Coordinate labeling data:
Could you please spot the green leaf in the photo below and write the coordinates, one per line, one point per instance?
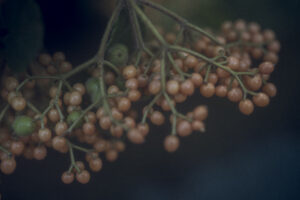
(23, 22)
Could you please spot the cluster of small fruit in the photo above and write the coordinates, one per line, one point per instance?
(47, 110)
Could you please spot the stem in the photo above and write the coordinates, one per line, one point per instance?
(146, 20)
(211, 61)
(179, 19)
(108, 30)
(149, 106)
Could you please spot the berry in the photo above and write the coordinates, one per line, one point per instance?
(118, 54)
(8, 166)
(23, 125)
(261, 99)
(73, 117)
(67, 177)
(246, 106)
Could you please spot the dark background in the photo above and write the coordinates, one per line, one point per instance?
(239, 157)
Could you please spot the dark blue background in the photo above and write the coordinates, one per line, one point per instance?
(239, 157)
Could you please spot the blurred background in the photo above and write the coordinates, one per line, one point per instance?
(239, 157)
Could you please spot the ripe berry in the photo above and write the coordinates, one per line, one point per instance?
(61, 128)
(261, 99)
(95, 164)
(8, 166)
(200, 113)
(18, 103)
(17, 147)
(172, 87)
(157, 118)
(75, 98)
(73, 117)
(67, 177)
(83, 177)
(187, 87)
(171, 143)
(235, 95)
(40, 153)
(58, 143)
(124, 104)
(197, 79)
(207, 90)
(266, 67)
(45, 134)
(88, 128)
(154, 87)
(135, 136)
(23, 125)
(221, 91)
(129, 72)
(270, 89)
(184, 128)
(111, 155)
(246, 107)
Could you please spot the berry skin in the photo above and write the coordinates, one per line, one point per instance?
(17, 147)
(45, 134)
(207, 90)
(96, 164)
(157, 118)
(235, 95)
(172, 87)
(23, 125)
(67, 177)
(40, 153)
(18, 103)
(73, 116)
(266, 67)
(135, 136)
(184, 128)
(129, 72)
(187, 87)
(200, 113)
(124, 104)
(171, 143)
(261, 99)
(246, 107)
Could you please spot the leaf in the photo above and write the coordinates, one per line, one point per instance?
(24, 39)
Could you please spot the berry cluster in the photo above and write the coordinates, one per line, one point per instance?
(99, 111)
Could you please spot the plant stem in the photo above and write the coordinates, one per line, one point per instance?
(147, 21)
(211, 61)
(179, 19)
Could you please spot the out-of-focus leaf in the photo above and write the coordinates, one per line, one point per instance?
(23, 22)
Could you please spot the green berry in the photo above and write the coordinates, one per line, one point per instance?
(118, 55)
(74, 116)
(92, 85)
(23, 125)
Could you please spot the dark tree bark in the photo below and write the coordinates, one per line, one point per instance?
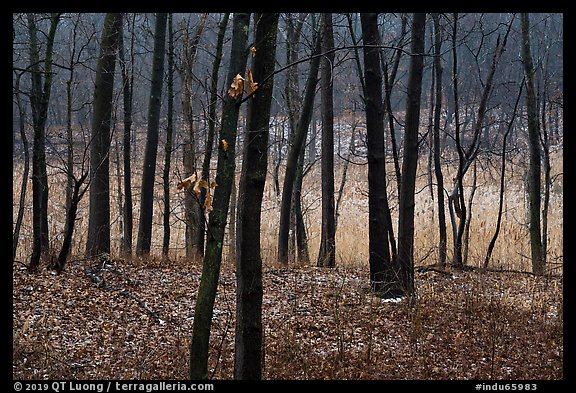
(327, 252)
(436, 140)
(226, 166)
(381, 272)
(534, 170)
(127, 94)
(502, 181)
(71, 213)
(169, 137)
(389, 80)
(25, 147)
(39, 99)
(151, 150)
(212, 104)
(294, 152)
(193, 210)
(98, 240)
(467, 157)
(248, 355)
(410, 158)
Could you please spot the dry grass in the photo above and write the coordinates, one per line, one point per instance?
(511, 251)
(318, 323)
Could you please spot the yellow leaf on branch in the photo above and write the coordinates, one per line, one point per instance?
(187, 183)
(237, 87)
(199, 185)
(252, 86)
(208, 203)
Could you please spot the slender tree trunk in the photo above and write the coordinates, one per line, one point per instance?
(193, 209)
(98, 240)
(381, 271)
(39, 99)
(466, 238)
(24, 186)
(211, 122)
(151, 150)
(534, 170)
(71, 213)
(301, 237)
(299, 135)
(436, 139)
(327, 252)
(502, 181)
(226, 166)
(127, 87)
(249, 332)
(410, 158)
(466, 158)
(168, 145)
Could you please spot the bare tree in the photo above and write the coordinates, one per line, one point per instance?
(410, 159)
(294, 152)
(151, 150)
(39, 100)
(204, 308)
(381, 271)
(169, 137)
(327, 252)
(249, 331)
(534, 170)
(98, 240)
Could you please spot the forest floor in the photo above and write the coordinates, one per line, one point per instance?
(133, 320)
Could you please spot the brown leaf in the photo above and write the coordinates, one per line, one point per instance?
(252, 86)
(237, 87)
(187, 183)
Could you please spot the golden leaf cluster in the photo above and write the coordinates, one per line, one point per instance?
(196, 185)
(239, 84)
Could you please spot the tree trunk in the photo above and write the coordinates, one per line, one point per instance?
(436, 139)
(193, 209)
(168, 145)
(39, 99)
(502, 178)
(98, 240)
(534, 171)
(410, 158)
(298, 137)
(151, 150)
(211, 123)
(327, 252)
(127, 87)
(24, 186)
(381, 271)
(248, 355)
(226, 166)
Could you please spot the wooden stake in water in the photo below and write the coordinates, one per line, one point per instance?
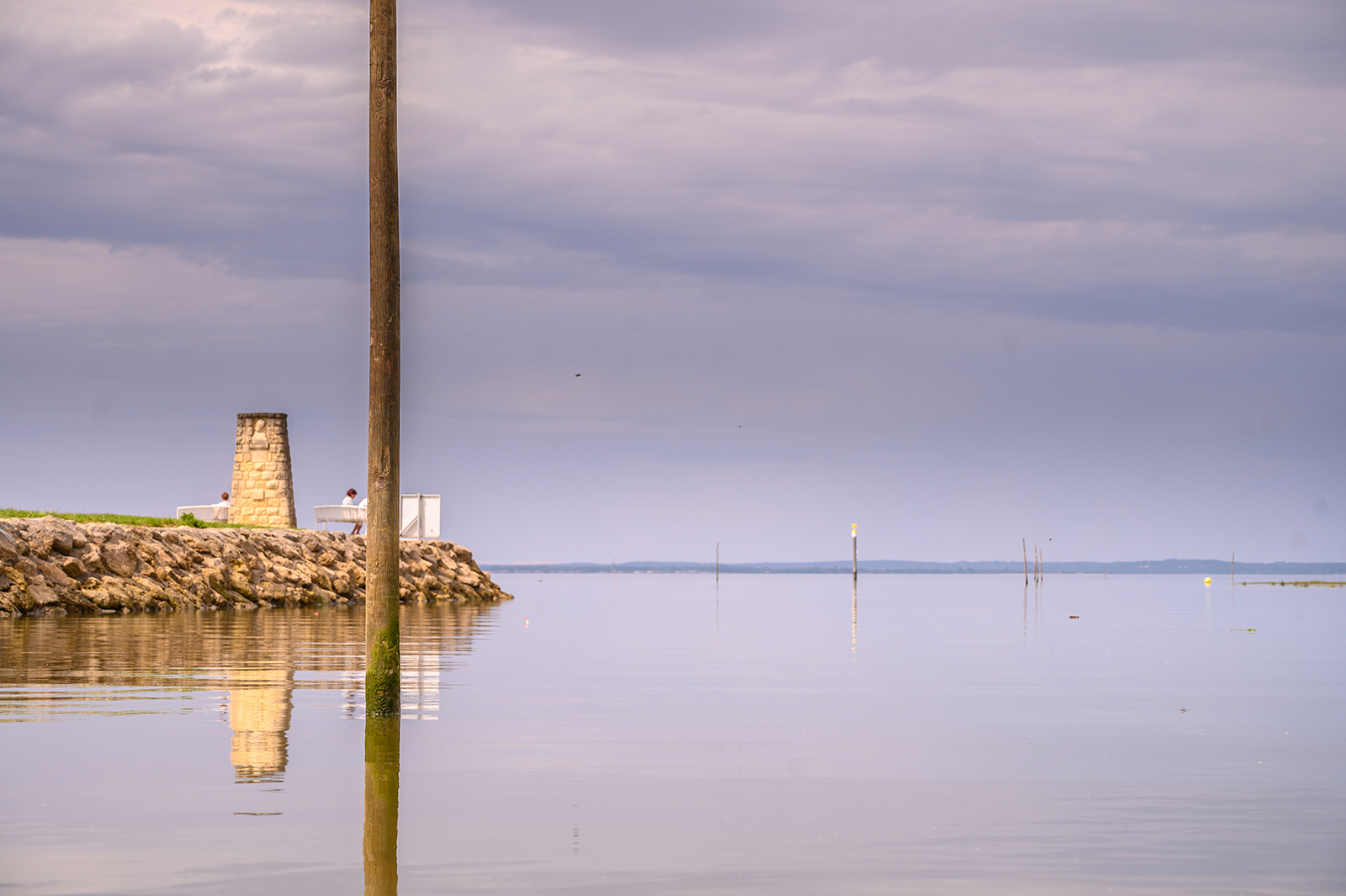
(383, 637)
(383, 766)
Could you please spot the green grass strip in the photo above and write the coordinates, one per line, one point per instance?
(188, 520)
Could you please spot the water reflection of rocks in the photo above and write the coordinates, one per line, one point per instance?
(49, 666)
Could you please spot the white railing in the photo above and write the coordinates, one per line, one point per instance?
(417, 518)
(208, 513)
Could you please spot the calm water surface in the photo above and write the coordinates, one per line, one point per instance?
(664, 734)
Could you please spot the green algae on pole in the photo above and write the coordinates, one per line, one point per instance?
(383, 640)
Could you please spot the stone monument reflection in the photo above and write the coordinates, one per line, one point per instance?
(260, 701)
(383, 761)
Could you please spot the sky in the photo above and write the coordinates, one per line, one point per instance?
(960, 273)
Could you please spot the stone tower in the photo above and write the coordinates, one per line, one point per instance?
(262, 493)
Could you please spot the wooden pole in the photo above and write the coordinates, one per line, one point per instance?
(383, 766)
(383, 637)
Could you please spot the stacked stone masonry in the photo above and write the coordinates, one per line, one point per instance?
(54, 567)
(262, 490)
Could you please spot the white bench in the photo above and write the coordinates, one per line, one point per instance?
(206, 513)
(417, 517)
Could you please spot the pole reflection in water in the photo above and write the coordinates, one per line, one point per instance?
(383, 758)
(855, 617)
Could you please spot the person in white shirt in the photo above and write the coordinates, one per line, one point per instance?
(350, 502)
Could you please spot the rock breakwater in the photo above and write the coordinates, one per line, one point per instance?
(56, 567)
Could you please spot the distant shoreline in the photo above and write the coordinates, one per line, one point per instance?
(982, 567)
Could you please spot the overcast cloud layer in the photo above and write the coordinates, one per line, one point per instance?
(960, 273)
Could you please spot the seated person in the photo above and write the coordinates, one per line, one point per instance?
(349, 501)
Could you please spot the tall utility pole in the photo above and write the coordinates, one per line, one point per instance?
(855, 557)
(383, 639)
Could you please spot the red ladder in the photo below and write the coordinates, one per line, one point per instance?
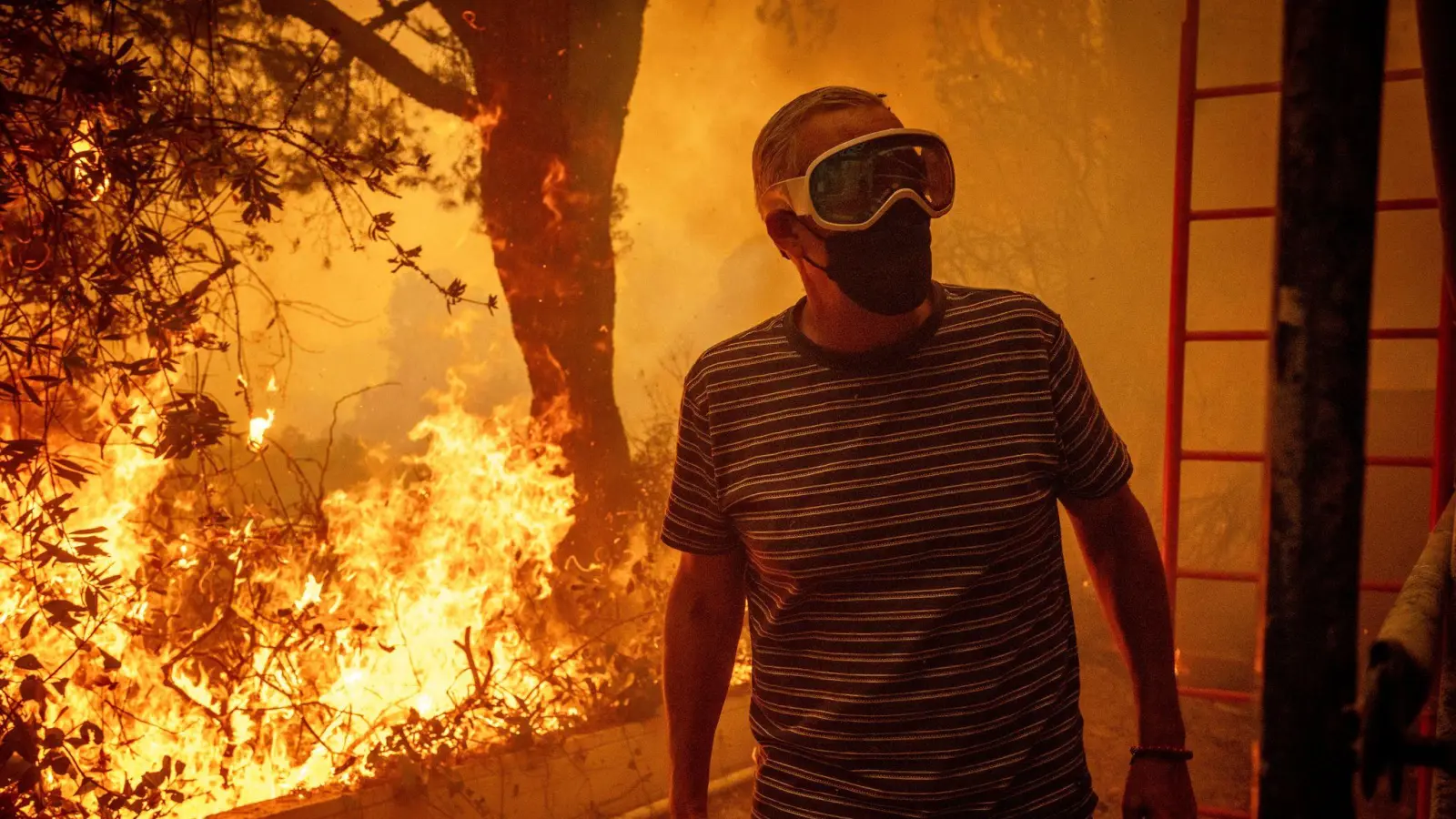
(1178, 337)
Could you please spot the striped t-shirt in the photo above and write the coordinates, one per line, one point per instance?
(914, 651)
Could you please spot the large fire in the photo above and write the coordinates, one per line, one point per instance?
(245, 659)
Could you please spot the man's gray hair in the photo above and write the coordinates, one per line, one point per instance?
(776, 152)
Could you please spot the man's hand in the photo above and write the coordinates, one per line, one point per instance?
(1158, 789)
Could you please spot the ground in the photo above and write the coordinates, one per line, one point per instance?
(1220, 736)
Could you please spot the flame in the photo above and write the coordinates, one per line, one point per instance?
(87, 164)
(420, 593)
(255, 430)
(485, 120)
(553, 188)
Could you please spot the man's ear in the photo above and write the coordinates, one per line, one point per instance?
(784, 229)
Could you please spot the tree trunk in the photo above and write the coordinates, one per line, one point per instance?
(560, 76)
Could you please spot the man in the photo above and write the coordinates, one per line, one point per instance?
(877, 472)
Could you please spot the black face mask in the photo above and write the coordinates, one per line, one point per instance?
(885, 268)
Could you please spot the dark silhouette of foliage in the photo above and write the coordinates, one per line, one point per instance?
(133, 182)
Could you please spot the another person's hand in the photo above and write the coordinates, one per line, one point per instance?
(1158, 789)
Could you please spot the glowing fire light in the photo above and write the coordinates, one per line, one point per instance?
(375, 620)
(255, 430)
(87, 164)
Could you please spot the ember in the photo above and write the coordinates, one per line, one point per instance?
(248, 659)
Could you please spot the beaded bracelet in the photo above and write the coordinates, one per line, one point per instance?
(1169, 753)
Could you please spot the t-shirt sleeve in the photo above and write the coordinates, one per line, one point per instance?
(1092, 460)
(695, 521)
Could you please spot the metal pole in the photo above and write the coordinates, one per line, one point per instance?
(1330, 138)
(1178, 300)
(1438, 29)
(1438, 24)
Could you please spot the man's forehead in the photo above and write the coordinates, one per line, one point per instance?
(823, 131)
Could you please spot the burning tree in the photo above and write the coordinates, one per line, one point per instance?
(162, 639)
(548, 86)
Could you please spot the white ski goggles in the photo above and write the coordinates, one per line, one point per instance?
(854, 184)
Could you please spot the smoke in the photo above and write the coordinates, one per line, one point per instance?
(1060, 116)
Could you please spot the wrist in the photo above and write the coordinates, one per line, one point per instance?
(1164, 753)
(1161, 726)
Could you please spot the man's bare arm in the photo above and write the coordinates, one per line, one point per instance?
(1121, 552)
(703, 622)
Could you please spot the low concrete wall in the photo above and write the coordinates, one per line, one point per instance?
(594, 775)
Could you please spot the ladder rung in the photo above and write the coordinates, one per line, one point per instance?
(1225, 213)
(1411, 460)
(1376, 334)
(1227, 336)
(1216, 694)
(1237, 457)
(1218, 574)
(1267, 212)
(1388, 586)
(1249, 89)
(1222, 455)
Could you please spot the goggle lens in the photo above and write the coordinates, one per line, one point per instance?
(854, 184)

**Written task:** Only the lines from the one containing "Could you please spot the burning" to the end of the listing belong in the output, each reproduced exactly.

**Task response:**
Could you please spot the burning tree in the photo above and write the coordinates, one per line, one point per instance?
(162, 639)
(548, 86)
Could you please spot the white ski goggles in the photo above and write the coordinates, one per line, one point per instance?
(854, 184)
Could you please spot the smoke in the photo above and write the coordinates, one per line, one point per instance?
(1060, 116)
Could you please spot the wrist in the photo above and write the coordinates, one per line, one point per instance?
(1164, 753)
(1161, 726)
Could you please spot the man's bare arm in the photo above and write the coordinates, one per line, one point per instance?
(1121, 552)
(703, 622)
Could you please spot the low concrete wall in the photo above and write the coordinates, one per line, one point per instance?
(594, 775)
Could you please spot the ladder rung in the photo above and write the coordinates, one per line, one point per instance?
(1225, 213)
(1411, 460)
(1376, 334)
(1227, 336)
(1216, 694)
(1237, 457)
(1218, 574)
(1267, 212)
(1388, 586)
(1249, 89)
(1222, 455)
Could you please spot the goggle lens in the photo above and write the coordinates, one per line, one point per instance?
(854, 184)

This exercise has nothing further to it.